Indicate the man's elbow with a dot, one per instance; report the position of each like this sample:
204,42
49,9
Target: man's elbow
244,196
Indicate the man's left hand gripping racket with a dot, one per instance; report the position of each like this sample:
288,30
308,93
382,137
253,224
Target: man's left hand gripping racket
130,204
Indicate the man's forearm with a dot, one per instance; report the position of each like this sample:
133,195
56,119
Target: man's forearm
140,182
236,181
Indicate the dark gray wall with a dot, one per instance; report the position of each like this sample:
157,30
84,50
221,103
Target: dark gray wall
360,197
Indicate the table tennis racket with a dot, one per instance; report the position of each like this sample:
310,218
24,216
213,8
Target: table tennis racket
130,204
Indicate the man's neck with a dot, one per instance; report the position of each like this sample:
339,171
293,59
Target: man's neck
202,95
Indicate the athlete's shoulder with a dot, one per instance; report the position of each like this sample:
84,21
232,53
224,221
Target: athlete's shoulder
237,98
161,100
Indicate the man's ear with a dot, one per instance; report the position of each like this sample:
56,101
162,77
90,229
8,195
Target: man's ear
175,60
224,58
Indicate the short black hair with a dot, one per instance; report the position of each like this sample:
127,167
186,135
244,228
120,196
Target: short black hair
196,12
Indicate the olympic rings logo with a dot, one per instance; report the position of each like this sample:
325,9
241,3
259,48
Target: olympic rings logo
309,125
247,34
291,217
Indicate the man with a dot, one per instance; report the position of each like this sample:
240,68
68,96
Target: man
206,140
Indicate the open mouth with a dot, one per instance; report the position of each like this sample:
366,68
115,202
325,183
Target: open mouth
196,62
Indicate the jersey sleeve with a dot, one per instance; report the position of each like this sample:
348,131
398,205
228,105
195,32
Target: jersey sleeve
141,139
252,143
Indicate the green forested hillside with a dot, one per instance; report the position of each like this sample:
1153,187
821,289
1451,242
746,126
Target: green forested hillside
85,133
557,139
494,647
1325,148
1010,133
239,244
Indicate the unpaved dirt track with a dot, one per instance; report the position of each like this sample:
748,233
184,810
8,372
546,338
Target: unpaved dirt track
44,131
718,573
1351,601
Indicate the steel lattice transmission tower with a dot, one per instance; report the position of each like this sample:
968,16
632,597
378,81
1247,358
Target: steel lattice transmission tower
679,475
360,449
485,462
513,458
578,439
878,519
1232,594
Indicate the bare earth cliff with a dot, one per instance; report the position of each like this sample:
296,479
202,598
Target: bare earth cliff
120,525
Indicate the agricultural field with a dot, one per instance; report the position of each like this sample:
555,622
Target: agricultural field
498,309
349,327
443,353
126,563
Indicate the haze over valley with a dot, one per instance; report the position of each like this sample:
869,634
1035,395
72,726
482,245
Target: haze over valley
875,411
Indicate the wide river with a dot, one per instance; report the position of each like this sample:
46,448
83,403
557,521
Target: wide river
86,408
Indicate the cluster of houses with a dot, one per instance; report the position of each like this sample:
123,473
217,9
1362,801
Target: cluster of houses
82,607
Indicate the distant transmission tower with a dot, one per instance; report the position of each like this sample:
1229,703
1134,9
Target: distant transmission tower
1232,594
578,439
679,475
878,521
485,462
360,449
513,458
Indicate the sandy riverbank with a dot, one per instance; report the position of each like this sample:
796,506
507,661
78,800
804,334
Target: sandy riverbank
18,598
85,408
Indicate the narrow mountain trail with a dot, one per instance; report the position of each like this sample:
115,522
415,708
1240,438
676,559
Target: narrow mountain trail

▶ DIRECTIONS FOR THIS TASK
Reproduce the material above in full, replacing every "Indicate" with "Mark" and leaving everything else unchanged.

▶ SOLUTION BELOW
Mark the man's elbow with a dot, one per instance; report the position of each like this sample:
204,42
49,9
Target: man's elbow
244,196
Mark the man's left hand gripping racket with a dot, one per instance; report the position of each like this sample:
288,30
308,93
382,137
253,224
Target: man's left hand gripping racket
130,204
Mark the man's forearm with a dot, one per instance; report the position of each like this sample:
133,195
56,119
Target: man's forearm
140,182
236,181
Mark the dark gray wall with a dot, one per instance; report the position of each like this sample:
157,30
84,50
221,103
Target: dark gray wall
360,197
Mark the table tennis racket with a dot, one per instance; report the position of each like this sample:
310,218
24,216
213,8
Target: table tennis racket
130,204
Mark the man's neck with a dot, one per instance; report the position of each like this sample:
339,171
293,59
Target: man's neck
202,95
Mark the athlete's shoulder with a dot, one per instance; report the position of each like this sample:
84,21
232,53
224,221
Target: athlete's shoulder
237,98
161,100
Mark the man's ear with a dot, one per instance; report the position of each like this sample:
56,101
162,77
90,229
8,195
Target: man's ear
175,60
224,58
Mark the short black hair with a dot, one per instance; report the position of each like this sample:
127,167
186,135
244,228
120,196
Target: short black hair
196,12
Mark the olympic rings logo with a dot, one per instance; report the position of each like this sample:
325,9
241,3
259,48
Target: olympic rings logo
309,125
247,34
291,217
Mark the man with a dot, one per instance; report the position of each like this sample:
240,68
68,96
Target: man
206,140
Mark the open mouth with a dot, one per instance; report the position of each like this sample:
366,68
115,202
325,183
Target: open mouth
196,62
Mark the jersey sleeve with a dot, one per instance; report the position of each like this sample:
348,131
398,205
228,105
195,32
Target: jersey sleeve
141,139
252,143
Mark the green forested hillside with a dot, one per instance; report the position of each like this sample:
1153,187
821,289
1451,242
746,126
Target: green forested hillside
85,133
557,139
494,647
1325,148
1010,133
239,244
Mark the unpaved dirt track with a dot, one per instance; report the position of each like this sample:
748,233
184,810
8,372
546,338
Target: unpaved dirt track
44,131
718,573
1351,601
Mark the steel lattice transmission tower with a dot, one per instance; report the position of each like this sample:
968,16
632,597
378,81
1247,358
Target: steel lattice transmission tower
679,475
360,449
485,462
513,458
578,439
878,519
1232,594
Mark the bare earth cliff with a dot, one per instance; report the position of each like this sample:
296,479
202,598
Target: bare earth cliff
120,525
Mark the agricultural field with a dot, one per instance; report the position of each like this sample:
555,622
Target: agricultural field
498,309
349,327
443,353
126,563
Mark the haze over valley with a dot, one per instance; report the position of each like this sample:
869,634
1035,395
72,726
482,245
Target: haze over valley
875,411
Mark the wide river with a dot, one per instance; report the position of each like this sample:
46,448
83,403
557,521
Target: wide river
86,408
Mark the cluster of houses with a dot, one per instance; report the position of each like this sample:
123,473
217,9
1362,801
Target: cluster of houses
82,607
Mark the distant transmission tower with a dot, one per instance; report the position of each like this sample:
1229,703
1134,9
Target: distant transmission tower
1232,594
578,439
679,475
878,521
485,462
360,449
513,458
Mark the sandy riverbank with a dot, one per instance; report the position of each like this sample:
796,506
507,661
78,800
804,334
Target: sandy riverbank
18,598
85,408
Mark the narrow mountain trail with a dot, one per instance; report the position of each like this sample:
115,522
415,708
1240,438
676,559
Target: narrow mountain trail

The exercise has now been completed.